__Exercise prompt__. Output all of the material beneath this line exactly as it is.

__Input records__.
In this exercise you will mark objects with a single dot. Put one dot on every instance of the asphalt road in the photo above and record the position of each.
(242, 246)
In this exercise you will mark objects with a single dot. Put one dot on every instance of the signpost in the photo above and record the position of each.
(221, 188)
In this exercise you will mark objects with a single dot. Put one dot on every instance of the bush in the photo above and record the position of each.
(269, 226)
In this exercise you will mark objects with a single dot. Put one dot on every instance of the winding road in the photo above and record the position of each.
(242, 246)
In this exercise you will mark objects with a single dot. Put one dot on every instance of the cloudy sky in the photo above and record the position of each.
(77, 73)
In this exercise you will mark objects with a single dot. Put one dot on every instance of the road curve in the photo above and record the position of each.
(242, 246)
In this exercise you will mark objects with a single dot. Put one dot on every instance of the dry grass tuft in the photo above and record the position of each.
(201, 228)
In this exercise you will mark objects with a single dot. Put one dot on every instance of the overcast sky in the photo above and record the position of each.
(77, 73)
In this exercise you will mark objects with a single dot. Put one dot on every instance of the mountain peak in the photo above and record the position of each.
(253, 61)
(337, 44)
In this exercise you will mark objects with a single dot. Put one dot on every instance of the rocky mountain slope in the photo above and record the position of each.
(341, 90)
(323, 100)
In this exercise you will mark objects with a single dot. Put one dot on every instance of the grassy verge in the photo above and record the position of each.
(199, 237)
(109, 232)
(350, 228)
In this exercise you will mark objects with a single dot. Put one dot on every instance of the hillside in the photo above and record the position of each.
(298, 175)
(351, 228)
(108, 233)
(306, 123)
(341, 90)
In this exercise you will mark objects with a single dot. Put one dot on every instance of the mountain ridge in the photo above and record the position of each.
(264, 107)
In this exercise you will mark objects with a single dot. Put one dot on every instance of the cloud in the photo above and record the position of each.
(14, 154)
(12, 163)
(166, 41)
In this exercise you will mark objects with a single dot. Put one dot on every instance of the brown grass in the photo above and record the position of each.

__Answer__.
In this exercise you will mark objects with a single dot. Put one dot on every instance of the asphalt road in the photo above and record the position of each.
(242, 246)
In this exercise you will mark objects with a single dot. Put one dot on every instance of the signpost in the photo above and record the position of each.
(221, 188)
In this exercise you will mark objects with a single dot. Put one dot on every instance of the bush in the photo above and record the position of each.
(269, 226)
In this exercise you will mark objects with a single dot. Put one dot on every instance of the winding road in the photo above and record the position of each.
(242, 246)
In this exercise you will mark objects with a single dot. Put one dot on every instance of the cloudy sky in the photo above and record the position of each.
(77, 73)
In this exercise you will mark objects with a single dot. Put one dot on every instance of the road curve in the photo above and record the position of each.
(242, 246)
In this exercise you will mark objects with a single dot. Put one dot on every instance of the dry grass tuft in the photo above and record the position of each.
(201, 228)
In this exercise you will mark objects with a single dot. Put one dot on every instance of the overcast sky in the photo above and record the position of each.
(77, 73)
In this exercise you will mark objects with a single dot. Put one dot on every instance of the mountain peak in the photo above and record the position of each.
(253, 61)
(337, 44)
In this exercise you will mark objects with a single dot. Put one dot on every instance of the rocky mountain slope in the photo above and record the position of each.
(341, 90)
(323, 100)
In this exercise you will mark objects with a single dot. Put one dot on every instance of the grassy verge in the photo above and record the position of each.
(199, 237)
(109, 232)
(350, 228)
In this exercise you will mark objects with a single dot. Put one dot on every instance of the hillside in the photo above and record the position of each.
(298, 175)
(351, 228)
(108, 233)
(306, 123)
(341, 90)
In this exercise you will mark objects with a single dot. Put one dot on every instance of the mountain ridge in the photo above and record the position of each.
(264, 107)
In this exercise you will mark objects with a single dot. Put one dot on every instance of the cloud in the photo above and record the position of each.
(14, 154)
(12, 163)
(166, 41)
In this exercise you will mark objects with a single dot. Put one dot on every instance of the brown grass in the photo above and record the position of each.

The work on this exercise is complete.